Extracted data:
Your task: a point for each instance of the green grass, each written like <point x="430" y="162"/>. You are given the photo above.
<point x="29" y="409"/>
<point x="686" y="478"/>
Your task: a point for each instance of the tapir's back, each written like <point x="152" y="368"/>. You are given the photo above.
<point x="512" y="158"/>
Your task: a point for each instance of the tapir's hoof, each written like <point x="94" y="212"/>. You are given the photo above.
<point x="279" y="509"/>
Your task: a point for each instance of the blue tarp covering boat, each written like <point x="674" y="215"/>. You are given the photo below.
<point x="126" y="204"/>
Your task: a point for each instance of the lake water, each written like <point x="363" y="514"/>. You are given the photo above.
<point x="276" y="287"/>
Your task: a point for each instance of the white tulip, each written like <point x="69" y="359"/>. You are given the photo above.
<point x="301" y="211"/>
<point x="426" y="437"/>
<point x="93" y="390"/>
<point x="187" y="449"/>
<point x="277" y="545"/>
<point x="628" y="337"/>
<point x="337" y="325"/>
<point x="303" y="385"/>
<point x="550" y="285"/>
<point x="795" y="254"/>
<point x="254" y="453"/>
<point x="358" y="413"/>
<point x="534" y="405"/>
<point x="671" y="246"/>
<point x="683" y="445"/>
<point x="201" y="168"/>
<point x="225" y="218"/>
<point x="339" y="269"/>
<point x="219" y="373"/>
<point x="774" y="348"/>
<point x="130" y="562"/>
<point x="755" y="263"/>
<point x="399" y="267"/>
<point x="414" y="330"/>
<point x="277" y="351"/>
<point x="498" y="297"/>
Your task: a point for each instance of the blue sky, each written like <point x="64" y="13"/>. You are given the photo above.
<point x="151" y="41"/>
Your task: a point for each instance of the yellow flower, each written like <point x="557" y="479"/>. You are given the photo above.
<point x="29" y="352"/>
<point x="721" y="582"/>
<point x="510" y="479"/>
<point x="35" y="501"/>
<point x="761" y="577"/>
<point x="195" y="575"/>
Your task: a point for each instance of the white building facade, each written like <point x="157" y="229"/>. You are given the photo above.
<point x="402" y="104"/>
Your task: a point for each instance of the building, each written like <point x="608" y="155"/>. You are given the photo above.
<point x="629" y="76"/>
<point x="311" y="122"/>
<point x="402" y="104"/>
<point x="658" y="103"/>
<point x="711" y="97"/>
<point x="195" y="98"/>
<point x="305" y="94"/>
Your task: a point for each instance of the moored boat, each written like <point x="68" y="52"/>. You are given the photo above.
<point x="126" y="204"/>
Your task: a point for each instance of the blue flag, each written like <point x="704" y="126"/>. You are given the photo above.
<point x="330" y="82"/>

Action item:
Nothing in the data may change. Give it again in full.

Result of this exercise:
Your task: a point for each instance of the green grass, each written like <point x="430" y="162"/>. You are given the photo above.
<point x="29" y="409"/>
<point x="686" y="478"/>
Your task: a point for each instance of the tapir's back, each written like <point x="152" y="368"/>. You are given the photo above.
<point x="512" y="158"/>
Your task: a point for each instance of the tapir's hoof, each written like <point x="94" y="212"/>. You are given the photo above.
<point x="279" y="509"/>
Your task: a point for each instance of the blue tarp covering boat, each written like <point x="674" y="215"/>. You are given the photo below.
<point x="126" y="204"/>
Your task: a point for each instance of the lake water, each written like <point x="363" y="514"/>. You are given the photo above.
<point x="276" y="287"/>
Your task: a point for each instance of the white tulip, each written like <point x="69" y="359"/>. You are given the photo above.
<point x="301" y="211"/>
<point x="426" y="437"/>
<point x="93" y="390"/>
<point x="187" y="449"/>
<point x="277" y="545"/>
<point x="628" y="337"/>
<point x="337" y="325"/>
<point x="303" y="385"/>
<point x="550" y="285"/>
<point x="795" y="254"/>
<point x="254" y="453"/>
<point x="358" y="413"/>
<point x="534" y="405"/>
<point x="671" y="246"/>
<point x="683" y="445"/>
<point x="201" y="168"/>
<point x="225" y="218"/>
<point x="339" y="269"/>
<point x="219" y="373"/>
<point x="774" y="348"/>
<point x="130" y="562"/>
<point x="755" y="263"/>
<point x="399" y="267"/>
<point x="414" y="330"/>
<point x="277" y="351"/>
<point x="498" y="297"/>
Your task: a point for each instance of the blue sky, each written like <point x="64" y="13"/>. You are given the photo above.
<point x="151" y="41"/>
Your task: a point for each instance of the yellow flower, each written like <point x="557" y="479"/>. You are given the photo above.
<point x="29" y="352"/>
<point x="721" y="582"/>
<point x="510" y="479"/>
<point x="35" y="501"/>
<point x="761" y="577"/>
<point x="195" y="575"/>
Your task: a point for each instance of the white building facade, each written like <point x="157" y="229"/>. You are given the photo above.
<point x="402" y="104"/>
Your task: a point for each instance of the building, each written like <point x="608" y="155"/>. You are given the photo above.
<point x="629" y="76"/>
<point x="311" y="122"/>
<point x="402" y="104"/>
<point x="658" y="103"/>
<point x="711" y="97"/>
<point x="195" y="98"/>
<point x="305" y="94"/>
Your task: a point for each instance of the moored boat, each written like <point x="68" y="52"/>. You are given the photo above.
<point x="126" y="204"/>
Your task: a point for each instance of the blue flag, each written like <point x="704" y="126"/>. You are given the photo above.
<point x="330" y="82"/>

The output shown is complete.